## TEXTE FOURNI:
◆ ◆ ◆ ◆ ◆ ◆ ◆

Série en 5 tomes par Haruka Ono, éditée en VF par Akata.
Sens de lecture japonais, 112x176mm, 6,99€.
Premier tome paru en mai 2018.
Akata continue son exploration des thèmes LGBT avec cette fois-ci Aromantic (Love) Story de Haruka Ono.
Futaba Kiryû est une mangaka de 32 ans. Son créneau, ce sont les shônen s’intéressant à des problèmes sociaux lui permettant de parler de thèmes bien rudes qui lui tiennent à cœur. Mais vu l’échec commercial, son éditeur lui demande de se tourner plutôt vers le… harem manga, une comédie romantique où un garçon sera entouré de filles n’espérant que sortir avec lui. Problème : Futaba et l’amour, ça a toujours fait deux. Ce qui n’empêche étonnamment pas son manga d’avoir du succès…
Après lecture de ce premier tome, je pensais attendre d’en voir un peu plus avant d’écrire une chronique. Car je ne suis pas totalement convaincue et que je ne sais pas trop vers quoi va se tourner l’autrice…
La première partie du volume est très bonne : Futaba est un personnage aussi drôle qu’intéressant. Enthousiaste et passionnée, elle a un côté quasi-militant quand elle dénonce les injonctions genrées essentialistes de la société. Notamment l’idée que “l’amour est au cœur de la vie des femmes” comme ose lui balancer son éditeur. Alors qu’elle-même est justement la preuve du contraire.
L’amour, les relations romantiques, le couple, tout ça ne l’intéresse pas le moins du monde. Elle ne supporte pas que tout autour d’elle ne cesse de proclamer qu’une femme non amoureuse est forcément malheureuse et que le seul destin qui attend ses congénères féminines est de tout faire pour plaire (à la gente masculine qui plus est, parce que la société reste extrêmement hétéronormée).
Alors forcément, quand elle se retrouve obligée de travailler sur un manga centré sur quelque chose dont elle ne sait rien, et qui ne l’intéresse aucunement… elle bouillonne. Le manga est un succès alors qu’elle-même le trouve caricatural, sans une once d’originalité et même pourrissime selon ses propres termes.

◆ ◆ ◆ ◆ ◆ ◆ ◆

## À FAIRE:
a) Recopiez le passage de la chronique qui va de « Alors forcément, quand » à « ses propres termes. », en remplaçant « caricatural » par « stéréotypé ».
b) D'après la chronique, quel âge a Futaba Kiryû ?
Le matériel qui suit n'est pas utile pour ce travail.

◆ ◆ ◆ ◆ ◆ ◆ ◆

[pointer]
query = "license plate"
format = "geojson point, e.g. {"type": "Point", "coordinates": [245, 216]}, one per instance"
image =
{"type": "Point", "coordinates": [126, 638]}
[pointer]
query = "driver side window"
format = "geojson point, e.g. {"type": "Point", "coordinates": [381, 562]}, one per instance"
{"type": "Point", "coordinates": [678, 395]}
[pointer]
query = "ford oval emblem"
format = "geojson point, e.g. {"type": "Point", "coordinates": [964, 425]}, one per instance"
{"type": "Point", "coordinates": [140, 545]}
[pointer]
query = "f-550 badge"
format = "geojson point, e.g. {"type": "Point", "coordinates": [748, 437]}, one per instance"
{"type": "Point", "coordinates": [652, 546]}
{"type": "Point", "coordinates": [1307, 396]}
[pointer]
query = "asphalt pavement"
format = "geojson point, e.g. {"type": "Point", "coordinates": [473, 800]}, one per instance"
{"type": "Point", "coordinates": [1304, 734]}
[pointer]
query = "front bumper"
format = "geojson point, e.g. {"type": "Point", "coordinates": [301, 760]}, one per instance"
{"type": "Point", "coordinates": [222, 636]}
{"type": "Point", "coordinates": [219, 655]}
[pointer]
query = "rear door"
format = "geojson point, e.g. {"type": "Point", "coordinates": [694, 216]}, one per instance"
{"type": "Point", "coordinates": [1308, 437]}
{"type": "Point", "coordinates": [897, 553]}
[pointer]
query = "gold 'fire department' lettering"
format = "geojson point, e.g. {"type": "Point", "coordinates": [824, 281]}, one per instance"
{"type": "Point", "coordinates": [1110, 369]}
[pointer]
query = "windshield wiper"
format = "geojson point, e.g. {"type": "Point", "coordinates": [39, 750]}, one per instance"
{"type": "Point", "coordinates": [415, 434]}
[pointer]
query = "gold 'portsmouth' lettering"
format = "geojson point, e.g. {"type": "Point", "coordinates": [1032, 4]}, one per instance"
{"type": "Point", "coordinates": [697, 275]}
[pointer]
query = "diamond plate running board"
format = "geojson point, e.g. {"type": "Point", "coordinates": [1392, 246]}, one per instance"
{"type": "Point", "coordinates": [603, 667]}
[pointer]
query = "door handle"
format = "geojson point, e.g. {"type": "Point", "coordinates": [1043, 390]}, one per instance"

◆ ◆ ◆ ◆ ◆ ◆ ◆

## CORRIGÉS COMPLETS:
a)
Alors forcément, quand elle se retrouve obligée de travailler sur un manga centré sur quelque chose dont elle ne sait rien, et qui ne l’intéresse aucunement… elle bouillonne. Le manga est un succès alors qu’elle-même le trouve stéréotypé, sans une once d’originalité et même pourrissime selon ses propres termes.

b) Futaba Kiryû a 32 ans.